- [Istruzioni da seguire]: Trascriva fedelmente, dall'estratto su Ignazio di Loyola, il passo che si apre con le parole "In questo esperimento, complice" e si chiude con "Buon cammino!".

- [Estratto]:
☆ ☆ ☆

Ho cercato di scavare a fondo nel mondo di Ignazio, sia a livello storico, ricreando la necessaria ambientazione, sia a livello psicologico, ma, in quest’ultimo caso, con un taglio che considero, per dirla in termini ignaziani, il “magis” di questo libro: il tentativo di far esprimere Ignazio col linguaggio di oggi, con i pensieri che avrebbe se fosse figlio della nostra epoca. E questo per renderlo, senza tradirne lo spirito, “accessibile”, comprensibile, “replicabile”: se non lo rimettiamo a camminare sulle nostre strade, rischiamo di non riuscire a incontrarlo!

In questo esperimento, complice la libertà che poteva darmi il genere letterario del romanzo, ho trattato con una certa elasticità i dati dell’ “Autobiografia”: certi spostamenti di luogo e di tempo, certe dilatazioni, tagli e accorpamenti, peraltro marginali e realizzati senza modificare il senso della storia, mi sono stati utili per conferire maggior fluidità e dinamicità alla narrazione, per far emergere e sottolineare certi concetti importanti per noi oggi.

In conclusione, Ignazio, con la propria esperienza, si propone come specchio dell’esperienza del lettore. Se qualche brano di questo libro riuscirà a farti esclamare: «Caspita! Ma qui ci sono anch’io!» e farti intravedere un altro modo per tornare a muoverti verso l’incontro con Cristo, non sarà stato vano ripercorrere con Ignazio la sua storia.

Buon cammino!

Michele

1 Così Ignazio di Loyola definisce se stesso nell’ “Autobiografia” o “Racconto di un pellegrino”.

☆ ☆ ☆

[Dati di etichettatura delle coordinate]
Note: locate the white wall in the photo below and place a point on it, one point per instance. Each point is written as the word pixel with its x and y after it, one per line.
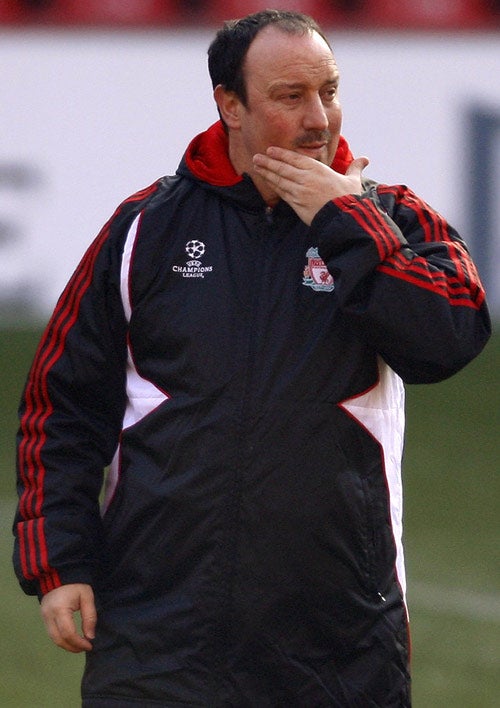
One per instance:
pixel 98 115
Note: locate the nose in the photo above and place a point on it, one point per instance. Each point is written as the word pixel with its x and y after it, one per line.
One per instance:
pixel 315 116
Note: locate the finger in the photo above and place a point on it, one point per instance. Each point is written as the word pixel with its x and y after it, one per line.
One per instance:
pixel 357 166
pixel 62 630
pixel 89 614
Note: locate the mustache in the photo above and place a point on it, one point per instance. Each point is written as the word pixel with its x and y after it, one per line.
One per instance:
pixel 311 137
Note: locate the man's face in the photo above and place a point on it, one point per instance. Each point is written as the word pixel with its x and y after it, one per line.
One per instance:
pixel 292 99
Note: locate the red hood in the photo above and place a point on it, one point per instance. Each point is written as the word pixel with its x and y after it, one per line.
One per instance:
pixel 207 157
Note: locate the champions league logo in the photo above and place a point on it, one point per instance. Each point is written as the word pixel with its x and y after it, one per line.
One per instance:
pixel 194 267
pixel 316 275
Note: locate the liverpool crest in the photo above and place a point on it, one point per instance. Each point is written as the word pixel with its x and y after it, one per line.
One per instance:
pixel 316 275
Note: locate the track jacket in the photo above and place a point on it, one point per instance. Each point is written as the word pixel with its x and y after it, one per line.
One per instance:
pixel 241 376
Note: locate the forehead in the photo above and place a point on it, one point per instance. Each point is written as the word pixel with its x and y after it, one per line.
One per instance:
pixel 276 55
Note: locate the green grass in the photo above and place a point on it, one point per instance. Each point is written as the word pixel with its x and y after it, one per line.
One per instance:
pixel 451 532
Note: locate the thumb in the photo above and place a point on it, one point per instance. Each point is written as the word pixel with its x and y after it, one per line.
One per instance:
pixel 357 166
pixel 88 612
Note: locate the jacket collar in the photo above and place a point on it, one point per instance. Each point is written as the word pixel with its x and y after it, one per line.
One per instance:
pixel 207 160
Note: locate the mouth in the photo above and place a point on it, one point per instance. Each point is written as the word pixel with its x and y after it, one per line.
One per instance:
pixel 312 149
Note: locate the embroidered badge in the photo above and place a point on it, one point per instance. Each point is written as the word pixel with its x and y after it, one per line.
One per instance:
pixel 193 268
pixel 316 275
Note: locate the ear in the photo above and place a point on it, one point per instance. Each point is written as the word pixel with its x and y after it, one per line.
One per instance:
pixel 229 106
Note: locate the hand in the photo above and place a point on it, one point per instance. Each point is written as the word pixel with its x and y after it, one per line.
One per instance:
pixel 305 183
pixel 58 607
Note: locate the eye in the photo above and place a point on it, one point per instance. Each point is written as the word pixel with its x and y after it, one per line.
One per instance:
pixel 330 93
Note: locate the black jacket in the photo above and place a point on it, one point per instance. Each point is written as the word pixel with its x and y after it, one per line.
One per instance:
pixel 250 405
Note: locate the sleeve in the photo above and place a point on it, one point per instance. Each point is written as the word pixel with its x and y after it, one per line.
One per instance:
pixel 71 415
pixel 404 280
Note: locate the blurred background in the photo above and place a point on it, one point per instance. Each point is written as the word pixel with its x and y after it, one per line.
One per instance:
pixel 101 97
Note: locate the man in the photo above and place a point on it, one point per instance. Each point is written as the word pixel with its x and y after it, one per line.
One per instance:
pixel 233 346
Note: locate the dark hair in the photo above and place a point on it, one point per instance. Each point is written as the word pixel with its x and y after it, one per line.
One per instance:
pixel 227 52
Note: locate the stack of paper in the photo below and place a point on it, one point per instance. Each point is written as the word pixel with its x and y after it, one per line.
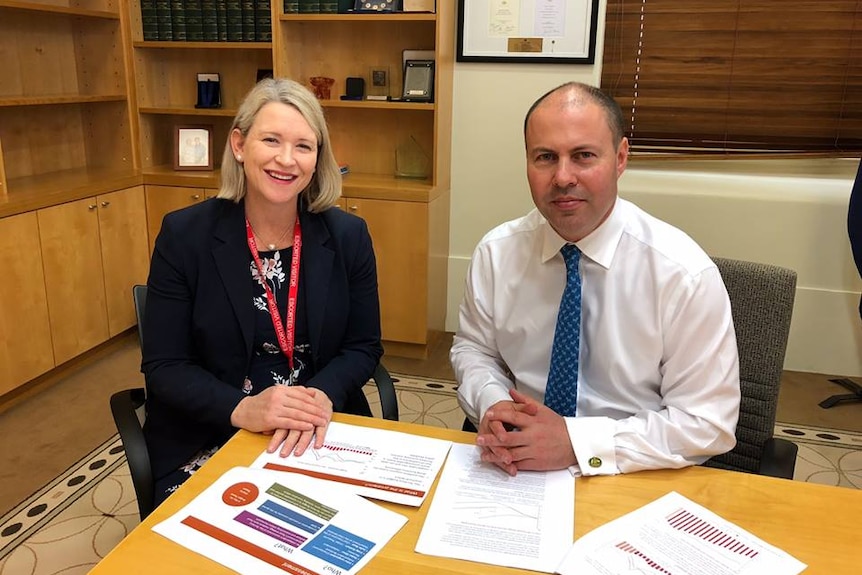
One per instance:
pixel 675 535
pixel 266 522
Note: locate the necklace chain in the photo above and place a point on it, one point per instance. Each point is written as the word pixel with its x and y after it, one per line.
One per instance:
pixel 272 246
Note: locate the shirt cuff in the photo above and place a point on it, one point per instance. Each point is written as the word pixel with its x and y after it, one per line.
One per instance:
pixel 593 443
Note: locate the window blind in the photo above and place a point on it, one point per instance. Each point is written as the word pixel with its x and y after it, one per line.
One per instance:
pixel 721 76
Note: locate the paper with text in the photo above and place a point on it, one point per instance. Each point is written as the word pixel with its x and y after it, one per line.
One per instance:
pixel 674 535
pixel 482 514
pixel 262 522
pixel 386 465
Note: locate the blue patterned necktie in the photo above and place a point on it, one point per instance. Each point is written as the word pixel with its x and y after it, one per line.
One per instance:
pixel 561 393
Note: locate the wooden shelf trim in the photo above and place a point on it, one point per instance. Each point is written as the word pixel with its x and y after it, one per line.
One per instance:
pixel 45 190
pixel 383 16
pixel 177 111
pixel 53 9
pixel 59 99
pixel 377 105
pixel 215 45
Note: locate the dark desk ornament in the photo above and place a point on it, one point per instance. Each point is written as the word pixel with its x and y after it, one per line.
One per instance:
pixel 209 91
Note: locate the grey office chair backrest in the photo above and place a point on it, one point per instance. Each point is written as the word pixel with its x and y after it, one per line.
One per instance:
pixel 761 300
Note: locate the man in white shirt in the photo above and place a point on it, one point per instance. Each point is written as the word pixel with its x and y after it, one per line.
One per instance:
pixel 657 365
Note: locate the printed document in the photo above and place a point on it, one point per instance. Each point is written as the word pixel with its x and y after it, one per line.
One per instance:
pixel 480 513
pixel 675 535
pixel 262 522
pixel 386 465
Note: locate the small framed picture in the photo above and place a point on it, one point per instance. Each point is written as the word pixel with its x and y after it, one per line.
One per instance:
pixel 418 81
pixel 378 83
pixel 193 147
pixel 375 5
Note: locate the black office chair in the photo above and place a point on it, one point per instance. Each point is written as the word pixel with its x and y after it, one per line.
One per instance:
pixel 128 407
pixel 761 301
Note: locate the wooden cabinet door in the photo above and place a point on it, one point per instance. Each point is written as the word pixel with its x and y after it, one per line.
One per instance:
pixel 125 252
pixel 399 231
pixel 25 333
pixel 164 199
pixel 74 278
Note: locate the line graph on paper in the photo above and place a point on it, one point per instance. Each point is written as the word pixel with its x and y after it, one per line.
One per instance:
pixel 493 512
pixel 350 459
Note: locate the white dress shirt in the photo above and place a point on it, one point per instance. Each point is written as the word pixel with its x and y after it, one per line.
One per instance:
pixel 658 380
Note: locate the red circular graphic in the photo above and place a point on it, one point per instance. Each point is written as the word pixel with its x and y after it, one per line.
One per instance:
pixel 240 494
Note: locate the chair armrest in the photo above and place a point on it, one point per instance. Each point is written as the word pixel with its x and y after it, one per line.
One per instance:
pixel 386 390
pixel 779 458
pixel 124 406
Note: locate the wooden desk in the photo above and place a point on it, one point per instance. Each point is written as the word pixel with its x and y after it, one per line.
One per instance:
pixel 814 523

☆ ☆ ☆

- [Soluzione]:
In questo esperimento, complice la libertà che poteva darmi il genere letterario del romanzo, ho trattato con una certa elasticità i dati dell’ “Autobiografia”: certi spostamenti di luogo e di tempo, certe dilatazioni, tagli e accorpamenti, peraltro marginali e realizzati senza modificare il senso della storia, mi sono stati utili per conferire maggior fluidità e dinamicità alla narrazione, per far emergere e sottolineare certi concetti importanti per noi oggi.

In conclusione, Ignazio, con la propria esperienza, si propone come specchio dell’esperienza del lettore. Se qualche brano di questo libro riuscirà a farti esclamare: «Caspita! Ma qui ci sono anch’io!» e farti intravedere un altro modo per tornare a muoverti verso l’incontro con Cristo, non sarà stato vano ripercorrere con Ignazio la sua storia.

Buon cammino!